» Exercises to complete:
**1)** In the DNA testing post, retype the passage between "Sibyle turned 100" and "back to Ancestry.", inclusive.
**2)** Answer these questions from the DNA testing post:
(a) In which movement were mum and Sibyle both commissioners?
(b) What age did Sibyle turn last year?
(c) Where was the tube of spit sent back to?

» Document text:
Segment Open
No genetic relationship but ….

Mum and Sibyle have been friends for ages through the Girl Guide movement where they were both commissioners at some stage and members of Trefoil.  A few years ago they were travelling back from a meeting in Launceston via Evandale where many of my COLGRAVE and DAVEY relatives were born. Mum pointed out a house where her great aunt Ethel lived and mentioned she had brought me up there one time when I was a baby.  To mum’s surprise, Sibyle said Ethel was her cousin – in fact they were first cousins once removed.

So how are mum and Sibyle related?

They both share Francis COLGRAVE and Isabella WATKINS(ON) – Sibyle through her grandfather Samuel Colgrave and mum through her great grandfather Francis John Colgrave, sibling to Samuel.

Sibyle turned 100 last year and as she is one generation older than my mum, I thought I would ask if I could get her DNA tested. She said yes, so I spent a fantastic afternoon in the nursing home, chatting to Sibyle while she worked up enough spit to put in the tube to send back to Ancestry.

Wait …wait … wait …

Two nights ago, the results came in. Now as 2C1R I was expecting to see mum and Sibyle sharing at least some DNA but when I went to shared matches for mum, Sibyle was not there. Why not?  I asked on a Facebook DNA group was it unusual for 2C1R not to share DNA and had many replies but one was from Blaine Bettinger who had written a great post about just this problem.
Segment Closed
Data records
Segment Open
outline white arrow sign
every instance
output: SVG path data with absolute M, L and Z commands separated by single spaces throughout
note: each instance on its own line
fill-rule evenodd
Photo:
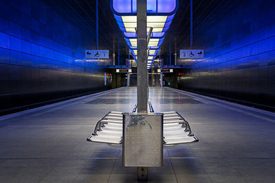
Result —
M 109 50 L 86 50 L 85 58 L 109 58 Z
M 203 58 L 204 49 L 181 49 L 180 58 Z

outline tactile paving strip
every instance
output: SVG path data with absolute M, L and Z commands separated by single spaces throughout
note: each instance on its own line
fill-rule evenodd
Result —
M 173 103 L 173 104 L 198 104 L 198 103 L 204 103 L 200 101 L 195 100 L 192 98 L 187 99 L 160 99 L 160 104 L 167 104 L 167 103 Z
M 86 103 L 90 104 L 129 104 L 131 103 L 135 102 L 135 100 L 132 100 L 129 99 L 96 99 L 94 100 L 89 101 L 86 102 Z

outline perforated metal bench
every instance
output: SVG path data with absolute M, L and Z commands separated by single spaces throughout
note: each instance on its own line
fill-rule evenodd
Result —
M 136 105 L 135 105 L 136 106 Z M 135 111 L 135 106 L 133 111 Z M 153 111 L 149 103 L 150 110 Z M 188 122 L 177 112 L 170 111 L 164 114 L 163 144 L 164 147 L 182 143 L 198 142 L 199 139 L 192 133 Z M 109 112 L 96 124 L 87 141 L 94 143 L 120 145 L 123 138 L 123 113 Z

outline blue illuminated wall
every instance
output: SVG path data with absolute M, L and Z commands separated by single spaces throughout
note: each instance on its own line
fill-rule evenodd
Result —
M 95 34 L 43 1 L 0 0 L 0 110 L 104 88 Z
M 195 48 L 204 48 L 205 58 L 192 64 L 179 86 L 274 106 L 275 1 L 245 2 L 195 32 Z

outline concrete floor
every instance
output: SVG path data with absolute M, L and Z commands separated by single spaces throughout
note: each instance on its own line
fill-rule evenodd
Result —
M 179 112 L 199 142 L 165 149 L 148 182 L 275 182 L 274 113 L 166 88 L 149 97 L 155 112 Z M 135 101 L 136 88 L 122 88 L 0 117 L 0 182 L 137 182 L 120 149 L 86 141 L 107 112 Z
Segment Closed
» Activity answers:
**1)**
Sibyle turned 100 last year and as she is one generation older than my mum, I thought I would ask if I could get her DNA tested. She said yes, so I spent a fantastic afternoon in the nursing home, chatting to Sibyle while she worked up enough spit to put in the tube to send back to Ancestry.

**2)**
(a) The Girl Guide movement
(b) 100
(c) Ancestry